→ Exercise requirements:
Print every item below character for character, with no changes.

→ Records for the task:
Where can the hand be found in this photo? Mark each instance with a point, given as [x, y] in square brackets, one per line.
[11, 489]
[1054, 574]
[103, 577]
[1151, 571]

→ Exercise answer:
Where can the hand be found in this photo? Mark each instance with a point, given as [x, y] in square brackets, one per line.
[11, 489]
[1054, 574]
[103, 577]
[1151, 571]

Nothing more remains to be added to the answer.